__Il tuo obiettivo__: Converti in una tabella Markdown le righe dei dati, cominciando da quella che contiene "Exercise. Identify every instance of the clump" e arrivando fino alla fine dei dati, senza le righe vuote. Usa le colonne N. e Testo, con il numero progressivo della riga nella prima e la riga stessa nella seconda.

__Dati di partenza__:
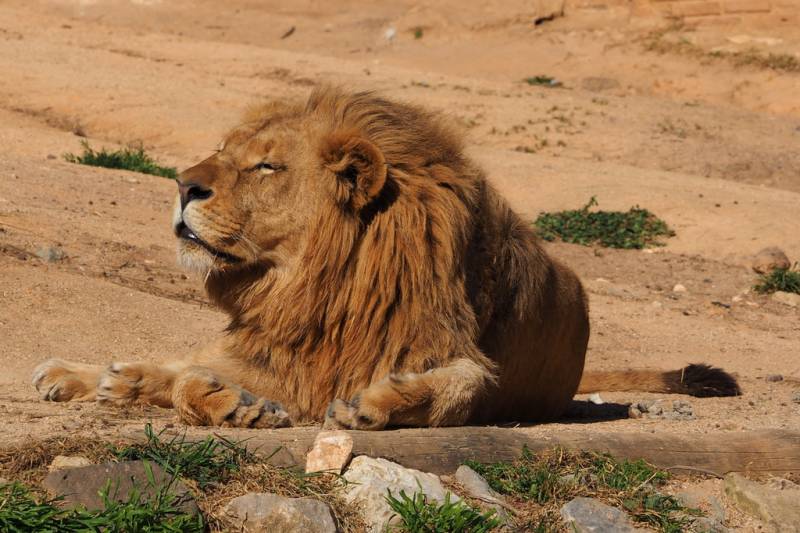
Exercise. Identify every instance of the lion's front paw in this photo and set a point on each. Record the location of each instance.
(60, 381)
(257, 413)
(119, 384)
(354, 415)
(203, 399)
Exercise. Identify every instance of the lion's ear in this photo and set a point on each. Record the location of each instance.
(359, 166)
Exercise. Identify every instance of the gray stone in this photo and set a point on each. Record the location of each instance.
(82, 485)
(597, 84)
(664, 409)
(370, 479)
(60, 462)
(51, 254)
(779, 508)
(587, 515)
(477, 487)
(787, 298)
(330, 453)
(264, 512)
(769, 259)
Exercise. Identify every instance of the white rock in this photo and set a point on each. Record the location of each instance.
(477, 487)
(62, 462)
(787, 298)
(596, 399)
(370, 479)
(267, 513)
(330, 453)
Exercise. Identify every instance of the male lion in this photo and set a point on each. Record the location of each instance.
(373, 278)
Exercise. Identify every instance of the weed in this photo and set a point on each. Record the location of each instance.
(206, 461)
(133, 159)
(21, 509)
(780, 279)
(418, 515)
(550, 479)
(635, 229)
(545, 81)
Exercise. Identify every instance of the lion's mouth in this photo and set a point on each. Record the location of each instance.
(183, 231)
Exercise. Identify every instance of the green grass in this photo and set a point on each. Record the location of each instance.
(550, 479)
(134, 159)
(545, 81)
(780, 279)
(206, 461)
(418, 515)
(636, 228)
(23, 510)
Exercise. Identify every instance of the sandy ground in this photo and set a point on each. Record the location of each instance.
(710, 147)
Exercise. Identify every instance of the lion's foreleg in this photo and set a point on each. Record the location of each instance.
(443, 396)
(203, 398)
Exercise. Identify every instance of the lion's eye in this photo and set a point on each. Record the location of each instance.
(267, 168)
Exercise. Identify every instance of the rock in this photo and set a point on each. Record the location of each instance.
(264, 512)
(369, 480)
(700, 496)
(477, 487)
(587, 515)
(776, 507)
(787, 298)
(769, 259)
(51, 254)
(81, 485)
(61, 462)
(598, 84)
(330, 453)
(596, 399)
(675, 410)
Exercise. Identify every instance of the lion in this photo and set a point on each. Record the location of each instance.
(373, 278)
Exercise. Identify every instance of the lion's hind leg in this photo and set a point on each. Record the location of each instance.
(64, 381)
(445, 396)
(203, 398)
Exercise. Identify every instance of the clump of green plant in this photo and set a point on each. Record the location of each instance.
(418, 515)
(546, 81)
(209, 460)
(780, 279)
(23, 509)
(134, 159)
(636, 228)
(552, 478)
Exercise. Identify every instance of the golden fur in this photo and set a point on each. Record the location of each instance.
(372, 276)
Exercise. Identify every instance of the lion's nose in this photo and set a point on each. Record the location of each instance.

__Esercizio svolto__:
| N. | Testo |
|---|---|
| 1 | Exercise. Identify every instance of the clump of green plant in this photo and set a point on each. Record the location of each instance. |
| 2 | (418, 515) |
| 3 | (546, 81) |
| 4 | (209, 460) |
| 5 | (780, 279) |
| 6 | (23, 509) |
| 7 | (134, 159) |
| 8 | (636, 228) |
| 9 | (552, 478) |
| 10 | Exercise. Identify every instance of the golden fur in this photo and set a point on each. Record the location of each instance. |
| 11 | (372, 276) |
| 12 | Exercise. Identify every instance of the lion's nose in this photo and set a point on each. Record the location of each instance. |